───── Source passage ─────

Flashed Scr3am, Scr3am settings fix, and Matching Scr3am Battery.

Then noticed the 4ever root script was missing and just incase added all three lines back. (I know I am already rooted but wanted to make sure I didn't forget that was there if needed.)


----------



## terrapin01 (Oct 2, 2011)

great81577 said:


> That'd be because R3blurr3d is based on 5.5.893 and not 5.6.893.


How is this possible? I thought because of the locked bootloader, new kernels can't be included in roms? If someone could clarify, that would be great.


----------



## Geezer Squid (Oct 11, 2011)

terrapin01 said:


> How is this possible? I thought because of the locked bootloader, new kernels can't be included in roms? If someone could clarify, that would be great.


The kernel and radio aren't included - everything else is.

───── Data listing ─────

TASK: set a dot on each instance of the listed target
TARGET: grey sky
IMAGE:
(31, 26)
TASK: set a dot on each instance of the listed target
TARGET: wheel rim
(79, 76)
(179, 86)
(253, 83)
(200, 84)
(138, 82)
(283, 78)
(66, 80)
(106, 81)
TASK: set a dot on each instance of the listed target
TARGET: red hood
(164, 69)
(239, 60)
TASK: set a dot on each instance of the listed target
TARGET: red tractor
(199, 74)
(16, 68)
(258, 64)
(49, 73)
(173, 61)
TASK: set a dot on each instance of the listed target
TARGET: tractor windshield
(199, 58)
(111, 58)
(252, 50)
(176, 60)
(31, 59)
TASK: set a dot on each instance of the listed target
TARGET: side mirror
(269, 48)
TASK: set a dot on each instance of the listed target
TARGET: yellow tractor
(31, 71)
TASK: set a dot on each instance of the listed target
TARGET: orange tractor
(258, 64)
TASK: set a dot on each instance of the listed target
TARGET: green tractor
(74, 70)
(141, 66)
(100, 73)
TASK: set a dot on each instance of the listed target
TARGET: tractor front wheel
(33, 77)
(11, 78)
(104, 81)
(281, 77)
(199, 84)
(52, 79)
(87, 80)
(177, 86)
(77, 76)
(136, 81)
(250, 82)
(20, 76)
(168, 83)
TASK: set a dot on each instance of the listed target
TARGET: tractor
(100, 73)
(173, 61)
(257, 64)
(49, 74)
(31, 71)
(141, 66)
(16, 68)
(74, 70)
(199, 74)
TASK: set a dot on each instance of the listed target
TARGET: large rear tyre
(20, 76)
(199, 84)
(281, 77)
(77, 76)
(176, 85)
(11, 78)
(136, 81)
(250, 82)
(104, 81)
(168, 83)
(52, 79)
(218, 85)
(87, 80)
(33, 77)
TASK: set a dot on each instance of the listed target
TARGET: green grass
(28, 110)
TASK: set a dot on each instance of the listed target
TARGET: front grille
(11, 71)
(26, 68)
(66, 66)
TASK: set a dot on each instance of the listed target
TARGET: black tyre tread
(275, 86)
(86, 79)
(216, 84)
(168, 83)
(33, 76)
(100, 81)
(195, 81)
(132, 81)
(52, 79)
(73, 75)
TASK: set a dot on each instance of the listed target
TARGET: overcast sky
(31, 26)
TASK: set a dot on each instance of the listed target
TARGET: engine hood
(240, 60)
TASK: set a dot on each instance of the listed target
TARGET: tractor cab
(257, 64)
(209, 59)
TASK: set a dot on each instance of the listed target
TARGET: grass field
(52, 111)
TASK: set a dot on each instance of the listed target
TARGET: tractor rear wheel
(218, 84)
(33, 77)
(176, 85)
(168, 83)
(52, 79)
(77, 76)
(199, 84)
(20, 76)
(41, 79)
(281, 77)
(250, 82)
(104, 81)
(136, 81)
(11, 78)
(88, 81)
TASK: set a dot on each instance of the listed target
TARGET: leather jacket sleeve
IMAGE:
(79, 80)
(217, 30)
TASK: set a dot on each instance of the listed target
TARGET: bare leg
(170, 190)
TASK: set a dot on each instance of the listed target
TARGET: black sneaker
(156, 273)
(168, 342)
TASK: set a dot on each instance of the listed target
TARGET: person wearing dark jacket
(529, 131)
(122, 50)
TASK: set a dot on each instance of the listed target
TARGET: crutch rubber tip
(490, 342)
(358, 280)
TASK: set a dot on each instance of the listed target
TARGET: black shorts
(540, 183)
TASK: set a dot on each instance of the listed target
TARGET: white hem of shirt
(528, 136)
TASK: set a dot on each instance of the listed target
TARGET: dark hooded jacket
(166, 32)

─────

### Instructions
**A)** Quote the ROM forum thread from "Then noticed the" up to and including "(Oct 2, 2011)".
**B)** Pick up the ROM forum thread where it stops and carry it on.

### Response list
**A)**
Then noticed the 4ever root script was missing and just incase added all three lines back. (I know I am already rooted but wanted to make sure I didn't forget that was there if needed.)


----------



## terrapin01 (Oct 2, 2011)

**B)**
Sent from my DROID BIONIC using Tapatalk


----------



## terrapin01 (Oct 2, 2011)

I restored an old backup of stock on 866. Then, I used P3Droid's old school method of maintaining root using root explorer. I also used his file and method to flash the update file from 866 -> 893 using stock recovery.

Now when I do about phone or cheesecake with any of the Staging servers it tells me my phone is up to date. I'm trying to update to 5.6.893 and then 5.7.893 but I'm stuck, any ideas on what I can try?

EDIT: I don't want 5.7 now knowing that I will lose root. I guess I'll stick with 5.5.893... headphone whine fix alone is worth it and don't know what 5.6 does anyway.


----------



## 2defmouze (Oct 12, 2011)

terrapin01 said:


> I restored an old backup of stock on 866. Then, I used P3Droid's old school method of maintaining root using root explorer. I also used his file and method to flash the update file from 866 -> 893 using stock recovery.
> 
> Now when I do about phone or cheesecake with any of the Staging servers it tells me my phone is up to date. I'm trying to update to 5.6.893 and then 5.7.893 but I'm stuck, any ideas on what I can try?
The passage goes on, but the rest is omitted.